╭─ RECORDS TO PROCESS

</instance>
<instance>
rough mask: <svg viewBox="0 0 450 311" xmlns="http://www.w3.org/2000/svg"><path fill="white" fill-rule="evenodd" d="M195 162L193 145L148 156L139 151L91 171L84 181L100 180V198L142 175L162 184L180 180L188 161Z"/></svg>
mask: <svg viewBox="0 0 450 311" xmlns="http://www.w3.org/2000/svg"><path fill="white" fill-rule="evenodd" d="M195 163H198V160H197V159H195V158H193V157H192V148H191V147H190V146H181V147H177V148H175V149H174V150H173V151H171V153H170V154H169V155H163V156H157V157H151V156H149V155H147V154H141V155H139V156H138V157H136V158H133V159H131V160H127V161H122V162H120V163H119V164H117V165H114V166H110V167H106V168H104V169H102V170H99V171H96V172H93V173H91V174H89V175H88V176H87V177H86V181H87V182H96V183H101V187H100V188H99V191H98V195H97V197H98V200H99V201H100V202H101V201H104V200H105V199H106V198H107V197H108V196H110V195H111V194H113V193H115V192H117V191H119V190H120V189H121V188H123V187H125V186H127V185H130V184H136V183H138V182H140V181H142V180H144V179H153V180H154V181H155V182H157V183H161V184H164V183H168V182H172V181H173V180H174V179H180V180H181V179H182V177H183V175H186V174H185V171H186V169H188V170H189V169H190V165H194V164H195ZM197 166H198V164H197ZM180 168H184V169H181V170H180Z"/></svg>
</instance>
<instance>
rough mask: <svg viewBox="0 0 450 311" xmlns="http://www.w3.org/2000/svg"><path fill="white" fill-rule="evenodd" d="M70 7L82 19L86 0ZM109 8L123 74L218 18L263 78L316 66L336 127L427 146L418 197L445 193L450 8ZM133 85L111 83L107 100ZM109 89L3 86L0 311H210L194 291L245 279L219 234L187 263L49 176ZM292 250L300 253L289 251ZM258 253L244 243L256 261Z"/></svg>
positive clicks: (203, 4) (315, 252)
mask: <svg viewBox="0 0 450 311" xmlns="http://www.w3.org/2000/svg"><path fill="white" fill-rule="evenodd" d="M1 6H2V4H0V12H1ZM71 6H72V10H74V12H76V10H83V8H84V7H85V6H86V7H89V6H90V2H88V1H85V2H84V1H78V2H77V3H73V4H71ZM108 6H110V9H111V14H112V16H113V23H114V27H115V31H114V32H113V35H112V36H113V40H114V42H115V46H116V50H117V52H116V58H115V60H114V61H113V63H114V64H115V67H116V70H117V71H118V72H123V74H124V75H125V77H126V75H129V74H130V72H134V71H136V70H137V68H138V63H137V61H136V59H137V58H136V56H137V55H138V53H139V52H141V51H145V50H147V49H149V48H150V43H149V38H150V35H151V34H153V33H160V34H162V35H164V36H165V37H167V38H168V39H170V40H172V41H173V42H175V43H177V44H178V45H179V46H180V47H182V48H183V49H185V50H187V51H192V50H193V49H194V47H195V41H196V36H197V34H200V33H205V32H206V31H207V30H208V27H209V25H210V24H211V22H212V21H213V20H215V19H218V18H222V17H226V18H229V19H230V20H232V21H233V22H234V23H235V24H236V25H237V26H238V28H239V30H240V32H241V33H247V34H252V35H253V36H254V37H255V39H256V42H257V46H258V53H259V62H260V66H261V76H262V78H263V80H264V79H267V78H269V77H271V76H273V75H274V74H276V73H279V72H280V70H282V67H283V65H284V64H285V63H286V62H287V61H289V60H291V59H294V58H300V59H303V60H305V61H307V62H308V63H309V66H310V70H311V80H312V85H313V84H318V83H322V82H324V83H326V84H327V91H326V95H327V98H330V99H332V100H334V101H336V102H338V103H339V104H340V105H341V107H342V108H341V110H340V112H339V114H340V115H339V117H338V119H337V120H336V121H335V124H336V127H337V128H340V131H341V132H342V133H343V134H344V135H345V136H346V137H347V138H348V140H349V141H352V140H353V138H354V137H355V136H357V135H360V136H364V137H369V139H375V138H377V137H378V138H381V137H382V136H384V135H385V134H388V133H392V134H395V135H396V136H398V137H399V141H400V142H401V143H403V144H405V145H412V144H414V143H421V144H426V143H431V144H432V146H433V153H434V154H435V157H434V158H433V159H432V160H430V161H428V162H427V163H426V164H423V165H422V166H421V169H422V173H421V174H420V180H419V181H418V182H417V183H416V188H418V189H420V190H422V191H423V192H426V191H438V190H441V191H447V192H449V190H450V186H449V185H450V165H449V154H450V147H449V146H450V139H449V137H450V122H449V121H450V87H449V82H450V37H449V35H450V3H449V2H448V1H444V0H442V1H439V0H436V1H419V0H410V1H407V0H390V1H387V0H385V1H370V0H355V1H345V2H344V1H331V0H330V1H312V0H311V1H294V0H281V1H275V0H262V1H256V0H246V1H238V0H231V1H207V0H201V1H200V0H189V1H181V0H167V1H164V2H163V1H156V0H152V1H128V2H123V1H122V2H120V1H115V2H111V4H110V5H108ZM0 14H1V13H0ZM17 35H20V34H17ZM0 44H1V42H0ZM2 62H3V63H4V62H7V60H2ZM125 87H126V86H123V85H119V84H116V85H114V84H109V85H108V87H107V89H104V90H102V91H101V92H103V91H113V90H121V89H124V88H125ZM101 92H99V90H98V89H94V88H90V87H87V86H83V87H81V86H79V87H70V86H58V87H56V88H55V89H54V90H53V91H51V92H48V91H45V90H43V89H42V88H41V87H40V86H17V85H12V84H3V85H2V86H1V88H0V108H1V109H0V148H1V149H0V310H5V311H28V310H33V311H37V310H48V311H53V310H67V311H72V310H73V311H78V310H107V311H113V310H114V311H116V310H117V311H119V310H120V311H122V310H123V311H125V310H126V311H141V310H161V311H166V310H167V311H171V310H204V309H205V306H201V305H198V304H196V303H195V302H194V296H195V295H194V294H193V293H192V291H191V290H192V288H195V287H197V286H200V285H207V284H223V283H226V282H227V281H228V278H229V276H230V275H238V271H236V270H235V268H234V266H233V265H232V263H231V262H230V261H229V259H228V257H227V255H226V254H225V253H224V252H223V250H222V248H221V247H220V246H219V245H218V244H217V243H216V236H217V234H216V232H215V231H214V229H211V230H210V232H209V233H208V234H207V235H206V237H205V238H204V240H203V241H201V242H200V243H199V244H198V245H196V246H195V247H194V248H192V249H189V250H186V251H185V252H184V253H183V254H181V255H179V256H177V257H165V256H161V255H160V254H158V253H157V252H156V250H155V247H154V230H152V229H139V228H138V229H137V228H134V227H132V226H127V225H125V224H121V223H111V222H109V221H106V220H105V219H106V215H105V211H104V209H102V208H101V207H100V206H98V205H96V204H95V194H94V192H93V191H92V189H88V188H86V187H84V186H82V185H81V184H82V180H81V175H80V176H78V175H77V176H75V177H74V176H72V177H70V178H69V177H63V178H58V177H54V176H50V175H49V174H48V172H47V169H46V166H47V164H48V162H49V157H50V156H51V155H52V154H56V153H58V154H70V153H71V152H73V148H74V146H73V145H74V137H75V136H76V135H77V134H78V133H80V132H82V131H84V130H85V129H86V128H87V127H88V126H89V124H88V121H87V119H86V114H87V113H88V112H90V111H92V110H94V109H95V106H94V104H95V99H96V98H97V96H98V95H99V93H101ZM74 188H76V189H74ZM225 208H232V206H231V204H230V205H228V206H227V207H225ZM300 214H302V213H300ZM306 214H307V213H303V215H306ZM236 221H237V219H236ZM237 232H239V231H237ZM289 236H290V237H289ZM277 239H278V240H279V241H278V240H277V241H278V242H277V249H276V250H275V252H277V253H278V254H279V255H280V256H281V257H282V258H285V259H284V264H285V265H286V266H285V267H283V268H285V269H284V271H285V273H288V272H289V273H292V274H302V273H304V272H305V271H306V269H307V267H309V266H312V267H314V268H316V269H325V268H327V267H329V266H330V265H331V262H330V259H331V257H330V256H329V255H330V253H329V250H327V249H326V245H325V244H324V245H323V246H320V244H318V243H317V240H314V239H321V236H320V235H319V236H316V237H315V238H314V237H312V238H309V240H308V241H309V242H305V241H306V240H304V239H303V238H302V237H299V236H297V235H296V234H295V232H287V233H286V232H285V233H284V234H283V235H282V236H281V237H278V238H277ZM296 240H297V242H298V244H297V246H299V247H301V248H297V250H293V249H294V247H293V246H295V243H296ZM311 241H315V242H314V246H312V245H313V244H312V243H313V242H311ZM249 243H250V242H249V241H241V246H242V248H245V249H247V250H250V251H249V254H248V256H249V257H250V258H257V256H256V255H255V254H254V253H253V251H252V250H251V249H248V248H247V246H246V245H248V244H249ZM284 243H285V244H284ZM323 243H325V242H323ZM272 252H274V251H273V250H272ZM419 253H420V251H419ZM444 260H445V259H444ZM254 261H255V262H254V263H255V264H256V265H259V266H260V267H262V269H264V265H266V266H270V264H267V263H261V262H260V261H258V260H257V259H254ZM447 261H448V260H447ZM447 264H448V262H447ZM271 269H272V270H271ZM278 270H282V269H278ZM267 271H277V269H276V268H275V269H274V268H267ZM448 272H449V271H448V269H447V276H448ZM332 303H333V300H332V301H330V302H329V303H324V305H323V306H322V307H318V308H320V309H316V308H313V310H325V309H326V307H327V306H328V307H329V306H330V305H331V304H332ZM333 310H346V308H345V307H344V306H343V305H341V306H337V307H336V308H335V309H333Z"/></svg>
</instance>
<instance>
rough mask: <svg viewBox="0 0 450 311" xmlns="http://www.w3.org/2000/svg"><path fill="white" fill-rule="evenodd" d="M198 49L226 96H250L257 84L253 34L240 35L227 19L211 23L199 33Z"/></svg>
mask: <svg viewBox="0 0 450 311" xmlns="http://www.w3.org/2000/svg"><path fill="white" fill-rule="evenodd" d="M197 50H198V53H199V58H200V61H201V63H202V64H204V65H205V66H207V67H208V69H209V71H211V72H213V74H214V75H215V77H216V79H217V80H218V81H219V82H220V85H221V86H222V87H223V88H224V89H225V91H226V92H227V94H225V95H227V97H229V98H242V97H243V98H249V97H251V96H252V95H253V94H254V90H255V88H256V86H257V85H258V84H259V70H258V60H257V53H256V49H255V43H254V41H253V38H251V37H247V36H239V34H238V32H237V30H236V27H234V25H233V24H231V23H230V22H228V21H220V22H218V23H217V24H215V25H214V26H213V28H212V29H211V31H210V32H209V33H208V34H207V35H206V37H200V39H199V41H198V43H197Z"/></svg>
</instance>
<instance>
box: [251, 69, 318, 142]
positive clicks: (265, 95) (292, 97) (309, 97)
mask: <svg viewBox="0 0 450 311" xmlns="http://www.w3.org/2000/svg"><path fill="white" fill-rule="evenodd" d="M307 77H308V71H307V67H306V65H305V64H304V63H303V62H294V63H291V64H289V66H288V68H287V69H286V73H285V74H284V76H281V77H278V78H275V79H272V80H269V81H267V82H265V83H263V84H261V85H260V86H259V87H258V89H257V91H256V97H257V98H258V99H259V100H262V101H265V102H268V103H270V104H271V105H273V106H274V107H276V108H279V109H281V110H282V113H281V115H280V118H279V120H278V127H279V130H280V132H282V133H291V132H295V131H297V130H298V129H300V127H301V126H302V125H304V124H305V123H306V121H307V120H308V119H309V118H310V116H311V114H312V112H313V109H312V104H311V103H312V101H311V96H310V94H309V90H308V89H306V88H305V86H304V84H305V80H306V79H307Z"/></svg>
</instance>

╰─

### EXERCISE REQUIREMENTS
Taking the entries above, restate exactly those lines that fall between the line with "49L226 96H250L257 84L253" and the line with "box: [251, 69, 318, 142]", keeping both of those lines too.

### RESPONSE TO THE EXERCISE
rough mask: <svg viewBox="0 0 450 311" xmlns="http://www.w3.org/2000/svg"><path fill="white" fill-rule="evenodd" d="M198 49L226 96H250L257 84L253 34L240 35L227 19L211 23L199 33Z"/></svg>
mask: <svg viewBox="0 0 450 311" xmlns="http://www.w3.org/2000/svg"><path fill="white" fill-rule="evenodd" d="M197 50H198V53H199V58H200V61H201V63H202V64H204V65H205V66H207V67H208V69H209V71H211V72H213V74H214V75H215V77H216V79H217V80H218V81H219V82H220V85H221V86H222V87H223V88H224V89H225V91H226V92H227V94H225V95H227V97H229V98H242V97H243V98H249V97H251V96H252V95H253V94H254V90H255V88H256V86H257V85H258V84H259V70H258V60H257V53H256V49H255V43H254V41H253V38H251V37H247V36H239V34H238V32H237V30H236V27H234V25H233V24H231V23H230V22H228V21H220V22H218V23H217V24H215V25H214V26H213V28H212V29H211V31H210V32H209V33H208V34H207V35H206V37H200V39H199V41H198V43H197Z"/></svg>
</instance>
<instance>
box: [251, 69, 318, 142]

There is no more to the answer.